### [Work instructions]
Please copy everything from the line containing "Trace the outline of every instance of the fern" down to the end of the records, keeping each line exactly the same.

Begin Exercise data

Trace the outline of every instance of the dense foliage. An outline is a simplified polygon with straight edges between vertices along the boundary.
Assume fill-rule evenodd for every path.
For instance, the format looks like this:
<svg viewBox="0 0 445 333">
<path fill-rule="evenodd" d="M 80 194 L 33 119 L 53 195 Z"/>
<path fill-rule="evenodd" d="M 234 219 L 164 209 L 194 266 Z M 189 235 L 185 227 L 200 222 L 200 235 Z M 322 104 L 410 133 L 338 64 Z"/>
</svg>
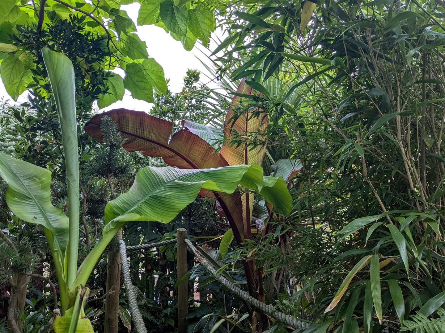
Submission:
<svg viewBox="0 0 445 333">
<path fill-rule="evenodd" d="M 245 201 L 239 202 L 245 209 L 243 223 L 234 226 L 230 216 L 217 214 L 220 205 L 214 196 L 201 196 L 170 224 L 137 222 L 124 227 L 128 243 L 166 239 L 180 226 L 194 236 L 209 237 L 203 239 L 222 270 L 245 283 L 255 297 L 306 321 L 308 333 L 442 332 L 443 4 L 141 0 L 137 24 L 165 28 L 186 49 L 197 39 L 208 45 L 215 14 L 225 32 L 225 39 L 210 51 L 214 76 L 226 92 L 195 84 L 198 73 L 190 71 L 176 95 L 148 58 L 134 24 L 119 9 L 130 2 L 67 6 L 58 0 L 25 4 L 7 0 L 0 4 L 9 13 L 2 12 L 0 19 L 0 31 L 8 32 L 0 40 L 2 79 L 13 98 L 26 89 L 31 94 L 24 107 L 4 108 L 1 129 L 7 139 L 1 150 L 51 170 L 53 202 L 62 208 L 66 190 L 61 138 L 37 51 L 49 45 L 74 64 L 81 168 L 88 166 L 88 170 L 81 177 L 85 250 L 80 258 L 100 237 L 97 226 L 104 223 L 103 207 L 110 197 L 126 192 L 140 167 L 166 161 L 157 158 L 162 154 L 150 153 L 149 158 L 125 151 L 141 148 L 132 146 L 131 133 L 118 133 L 127 126 L 113 116 L 120 111 L 109 114 L 114 122 L 102 121 L 109 122 L 110 133 L 102 143 L 82 129 L 95 100 L 100 107 L 107 106 L 121 99 L 126 88 L 135 98 L 154 102 L 151 115 L 171 122 L 164 131 L 167 139 L 186 130 L 208 140 L 210 131 L 213 136 L 206 142 L 224 159 L 229 161 L 229 149 L 248 152 L 247 159 L 261 164 L 265 174 L 287 181 L 293 200 L 292 212 L 284 216 L 256 197 L 248 204 L 254 203 L 246 218 L 250 211 L 245 200 L 252 197 L 245 193 Z M 46 8 L 41 24 L 39 3 Z M 125 70 L 124 78 L 109 71 L 114 67 Z M 155 77 L 149 74 L 155 67 Z M 144 70 L 146 75 L 138 77 Z M 243 122 L 246 128 L 256 126 L 239 131 L 236 124 Z M 210 129 L 199 126 L 204 125 Z M 97 135 L 106 133 L 102 129 Z M 28 241 L 32 233 L 40 232 L 10 217 L 5 205 L 2 208 L 2 228 L 19 251 L 2 243 L 2 264 L 10 268 L 1 278 L 10 284 L 32 271 L 50 279 L 51 255 L 43 235 Z M 228 249 L 222 246 L 227 242 Z M 155 326 L 154 332 L 175 331 L 173 246 L 159 253 L 129 255 L 146 323 Z M 189 259 L 190 332 L 293 331 L 259 315 Z M 104 258 L 89 280 L 97 299 L 91 299 L 87 314 L 100 331 L 106 270 Z M 15 283 L 4 285 L 5 289 Z M 192 297 L 195 284 L 199 301 Z M 50 287 L 45 285 L 44 292 L 28 289 L 33 305 L 28 302 L 27 311 L 32 307 L 41 316 L 24 320 L 24 329 L 32 320 L 39 323 L 26 331 L 49 322 Z M 121 297 L 121 325 L 128 325 L 123 293 Z"/>
</svg>

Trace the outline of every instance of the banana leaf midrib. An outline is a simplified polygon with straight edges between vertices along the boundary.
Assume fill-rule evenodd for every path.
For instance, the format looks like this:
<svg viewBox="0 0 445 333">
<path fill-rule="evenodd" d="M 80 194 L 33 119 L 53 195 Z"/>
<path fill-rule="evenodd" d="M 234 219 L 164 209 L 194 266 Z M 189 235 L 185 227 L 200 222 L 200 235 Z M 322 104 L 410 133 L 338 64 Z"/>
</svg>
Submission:
<svg viewBox="0 0 445 333">
<path fill-rule="evenodd" d="M 2 155 L 4 155 L 4 156 L 7 156 L 7 157 L 9 157 L 9 156 L 8 156 L 8 155 L 7 155 L 6 154 L 5 154 L 4 153 L 3 153 L 2 152 L 2 153 L 1 153 L 1 154 Z M 12 172 L 12 174 L 13 175 L 14 175 L 14 176 L 16 176 L 16 172 L 15 172 L 13 171 L 13 170 L 12 169 L 11 169 L 11 168 L 9 166 L 9 165 L 8 163 L 6 163 L 5 165 L 8 168 L 8 170 L 9 170 L 10 171 Z M 47 170 L 46 170 L 45 169 L 42 169 L 42 170 L 44 170 L 45 171 L 47 171 Z M 48 171 L 48 172 L 49 172 L 49 171 Z M 36 199 L 35 197 L 32 194 L 32 193 L 28 189 L 28 186 L 26 186 L 26 185 L 25 184 L 25 183 L 23 182 L 23 181 L 22 180 L 22 178 L 20 177 L 16 177 L 16 178 L 18 179 L 19 182 L 20 184 L 22 184 L 22 185 L 23 186 L 25 190 L 26 190 L 26 191 L 28 193 L 28 194 L 29 195 L 29 196 L 31 197 L 32 198 L 32 200 L 33 200 L 33 201 L 34 201 L 34 203 L 36 205 L 36 206 L 39 209 L 39 210 L 40 211 L 40 214 L 41 214 L 42 216 L 43 217 L 44 219 L 45 220 L 45 221 L 48 224 L 48 225 L 51 226 L 53 228 L 53 225 L 51 224 L 51 222 L 49 222 L 49 220 L 48 218 L 48 217 L 46 216 L 46 214 L 44 213 L 44 210 L 42 208 L 42 207 L 40 206 L 40 204 L 39 203 L 39 202 Z M 64 215 L 65 215 L 65 214 L 64 214 Z M 66 216 L 66 215 L 65 215 L 65 216 Z M 54 230 L 52 230 L 51 231 L 52 231 L 53 232 L 54 232 Z"/>
<path fill-rule="evenodd" d="M 91 120 L 90 121 L 91 121 Z M 92 123 L 92 124 L 93 124 L 93 125 L 95 125 L 97 126 L 100 126 L 100 124 L 95 123 L 93 123 L 92 121 L 91 122 L 91 123 Z M 87 123 L 85 124 L 85 127 L 87 126 L 88 126 L 88 123 Z M 151 139 L 149 139 L 148 138 L 146 138 L 144 136 L 142 136 L 142 135 L 138 135 L 137 134 L 135 134 L 134 133 L 130 133 L 129 132 L 127 132 L 127 131 L 122 131 L 121 130 L 119 130 L 119 131 L 122 134 L 125 134 L 125 135 L 129 135 L 129 136 L 133 136 L 133 137 L 134 137 L 135 138 L 137 138 L 138 139 L 141 139 L 141 140 L 145 140 L 146 141 L 148 141 L 148 142 L 150 142 L 150 143 L 153 143 L 154 144 L 157 145 L 158 146 L 161 147 L 162 148 L 164 148 L 165 149 L 166 149 L 167 150 L 168 150 L 168 151 L 171 151 L 171 152 L 173 153 L 174 154 L 175 154 L 176 155 L 177 155 L 178 156 L 179 156 L 179 157 L 180 157 L 181 159 L 182 159 L 183 160 L 184 160 L 185 162 L 186 162 L 187 163 L 188 163 L 189 164 L 189 165 L 190 166 L 191 166 L 193 169 L 199 169 L 199 168 L 198 167 L 198 166 L 196 165 L 195 163 L 194 163 L 193 162 L 192 162 L 190 159 L 187 158 L 187 157 L 186 156 L 185 156 L 184 155 L 183 155 L 182 154 L 181 154 L 181 153 L 180 153 L 179 152 L 178 152 L 178 151 L 175 150 L 174 149 L 171 148 L 170 147 L 169 147 L 168 145 L 166 145 L 163 144 L 163 143 L 161 143 L 158 142 L 158 141 L 155 141 L 154 140 L 152 140 Z"/>
<path fill-rule="evenodd" d="M 153 167 L 149 166 L 148 167 L 151 168 Z M 169 168 L 169 167 L 171 167 L 165 166 L 165 167 L 164 167 Z M 221 168 L 228 168 L 228 167 L 230 167 L 230 166 L 222 166 L 222 167 L 221 167 Z M 248 169 L 250 168 L 250 167 L 249 166 L 249 167 L 247 168 L 247 169 L 246 170 L 246 171 L 244 171 L 244 172 L 243 174 L 243 175 L 241 176 L 241 178 L 239 178 L 240 180 L 241 180 L 241 179 L 243 178 L 243 177 L 244 176 L 244 174 L 245 174 L 246 172 L 247 172 L 247 171 L 248 170 Z M 161 169 L 161 168 L 156 168 L 156 169 Z M 218 169 L 219 169 L 219 168 L 218 168 Z M 179 177 L 178 177 L 177 178 L 174 178 L 173 179 L 170 179 L 170 180 L 168 180 L 168 181 L 166 181 L 164 182 L 162 182 L 162 183 L 161 183 L 159 184 L 158 186 L 155 187 L 152 190 L 151 190 L 151 191 L 150 192 L 150 193 L 147 193 L 146 195 L 144 195 L 141 199 L 138 200 L 138 202 L 137 202 L 137 203 L 136 204 L 135 204 L 131 208 L 129 208 L 127 210 L 126 210 L 125 212 L 123 212 L 122 214 L 120 214 L 119 216 L 121 216 L 122 215 L 125 215 L 125 214 L 129 214 L 129 213 L 131 213 L 131 211 L 133 210 L 134 210 L 135 208 L 137 208 L 138 206 L 139 206 L 139 205 L 140 205 L 143 202 L 144 202 L 145 201 L 146 201 L 150 196 L 153 195 L 153 194 L 154 194 L 155 192 L 156 192 L 158 190 L 160 189 L 161 189 L 161 188 L 162 188 L 162 187 L 166 186 L 167 184 L 169 184 L 170 183 L 171 183 L 171 182 L 175 182 L 175 181 L 178 181 L 178 180 L 180 180 L 181 178 L 182 178 L 183 177 L 186 177 L 187 176 L 189 176 L 189 175 L 190 175 L 190 174 L 193 174 L 196 173 L 197 172 L 201 172 L 201 171 L 206 171 L 206 170 L 207 170 L 208 169 L 178 169 L 178 170 L 190 170 L 191 172 L 189 172 L 188 173 L 187 173 L 187 174 L 183 174 L 183 175 L 182 175 L 181 176 L 180 176 Z M 164 181 L 165 180 L 165 179 L 164 179 L 164 178 L 162 178 L 162 180 L 164 180 Z M 210 180 L 210 179 L 207 179 L 206 180 L 202 181 L 203 184 L 204 183 L 208 181 L 209 180 Z M 214 182 L 214 181 L 212 180 L 212 181 Z M 198 181 L 195 181 L 195 182 L 198 182 Z M 216 183 L 215 183 L 215 184 L 216 184 Z M 236 189 L 235 189 L 235 190 L 236 190 Z M 214 191 L 214 192 L 217 192 L 217 191 Z M 235 191 L 234 191 L 234 192 L 235 192 Z M 227 193 L 227 192 L 224 192 L 224 193 Z M 231 194 L 231 193 L 234 193 L 234 192 L 231 192 L 231 193 L 228 193 L 228 194 Z M 113 221 L 113 220 L 114 220 L 114 219 L 115 219 L 115 218 L 118 218 L 118 217 L 119 217 L 119 216 L 116 216 L 114 218 L 113 218 L 113 219 L 110 220 L 109 222 L 108 222 L 108 223 L 111 222 L 112 221 Z"/>
</svg>

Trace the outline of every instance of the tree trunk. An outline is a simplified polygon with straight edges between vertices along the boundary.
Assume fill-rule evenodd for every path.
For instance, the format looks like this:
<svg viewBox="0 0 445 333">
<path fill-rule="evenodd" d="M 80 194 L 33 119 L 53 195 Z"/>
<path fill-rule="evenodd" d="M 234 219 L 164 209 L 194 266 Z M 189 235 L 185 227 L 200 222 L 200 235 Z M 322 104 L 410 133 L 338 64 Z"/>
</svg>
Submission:
<svg viewBox="0 0 445 333">
<path fill-rule="evenodd" d="M 122 239 L 122 229 L 115 236 Z M 105 333 L 117 333 L 119 321 L 119 294 L 121 286 L 121 253 L 116 251 L 108 251 L 107 266 L 107 289 L 105 298 Z"/>
<path fill-rule="evenodd" d="M 24 310 L 26 292 L 30 277 L 16 273 L 11 283 L 11 293 L 8 311 L 8 328 L 13 333 L 20 332 L 23 328 L 20 317 Z"/>
</svg>

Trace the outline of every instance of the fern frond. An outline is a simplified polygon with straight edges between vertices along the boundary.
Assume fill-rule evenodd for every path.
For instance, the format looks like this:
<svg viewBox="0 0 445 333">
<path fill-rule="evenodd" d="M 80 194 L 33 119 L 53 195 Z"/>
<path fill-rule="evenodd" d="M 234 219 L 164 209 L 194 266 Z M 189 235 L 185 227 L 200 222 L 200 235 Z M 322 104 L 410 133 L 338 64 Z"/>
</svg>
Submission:
<svg viewBox="0 0 445 333">
<path fill-rule="evenodd" d="M 410 332 L 412 333 L 443 333 L 445 332 L 445 309 L 442 308 L 437 309 L 439 318 L 429 319 L 425 315 L 417 312 L 410 316 L 412 320 L 405 320 L 400 332 Z"/>
</svg>

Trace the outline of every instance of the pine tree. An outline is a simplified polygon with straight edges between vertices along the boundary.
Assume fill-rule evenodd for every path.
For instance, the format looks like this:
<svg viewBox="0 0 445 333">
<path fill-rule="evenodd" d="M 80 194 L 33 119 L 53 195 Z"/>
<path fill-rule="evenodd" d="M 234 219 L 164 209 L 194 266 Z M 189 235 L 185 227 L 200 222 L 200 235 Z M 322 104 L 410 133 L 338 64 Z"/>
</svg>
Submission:
<svg viewBox="0 0 445 333">
<path fill-rule="evenodd" d="M 128 186 L 129 176 L 134 172 L 130 166 L 129 154 L 122 147 L 125 139 L 117 130 L 109 117 L 102 119 L 101 125 L 103 140 L 96 150 L 90 170 L 96 178 L 106 181 L 109 198 L 116 198 L 123 187 Z M 115 239 L 122 238 L 122 229 Z M 107 267 L 106 291 L 105 300 L 104 332 L 117 333 L 119 319 L 119 298 L 121 285 L 121 255 L 117 242 L 109 246 Z"/>
</svg>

End Exercise data

### [Task response]
Trace the outline of every instance of the fern frond. An outline is a simplified polygon with straight edges between vertices along the boundary.
Assume fill-rule evenodd for every path.
For instance, the format looks like this:
<svg viewBox="0 0 445 333">
<path fill-rule="evenodd" d="M 80 194 L 33 119 L 53 195 Z"/>
<path fill-rule="evenodd" d="M 234 219 L 164 209 L 194 266 Z M 189 235 L 185 227 L 200 222 L 200 235 Z M 322 104 L 410 133 L 338 64 Z"/>
</svg>
Submission:
<svg viewBox="0 0 445 333">
<path fill-rule="evenodd" d="M 410 332 L 412 333 L 443 333 L 445 332 L 445 309 L 442 308 L 437 309 L 439 318 L 429 319 L 425 315 L 417 312 L 410 316 L 412 320 L 405 320 L 400 332 Z"/>
</svg>

Trace the outline of every instance of the pine tree. An outline is a simplified polygon with straight edges between vertices along the boundary.
Assume fill-rule evenodd for every path.
For instance, the format looks like this:
<svg viewBox="0 0 445 333">
<path fill-rule="evenodd" d="M 80 194 L 33 119 L 53 195 Z"/>
<path fill-rule="evenodd" d="M 234 219 L 164 209 L 194 266 Z M 189 235 L 185 227 L 200 222 L 200 235 Z M 322 104 L 410 133 L 338 64 Z"/>
</svg>
Submission:
<svg viewBox="0 0 445 333">
<path fill-rule="evenodd" d="M 128 186 L 129 176 L 134 172 L 130 166 L 129 154 L 122 147 L 125 139 L 117 130 L 109 117 L 102 119 L 101 125 L 103 140 L 96 150 L 90 170 L 96 178 L 106 181 L 109 198 L 116 198 L 123 187 Z M 115 239 L 122 238 L 122 229 Z M 107 267 L 106 291 L 105 300 L 104 332 L 117 333 L 119 319 L 119 298 L 121 285 L 121 255 L 117 242 L 109 246 Z"/>
</svg>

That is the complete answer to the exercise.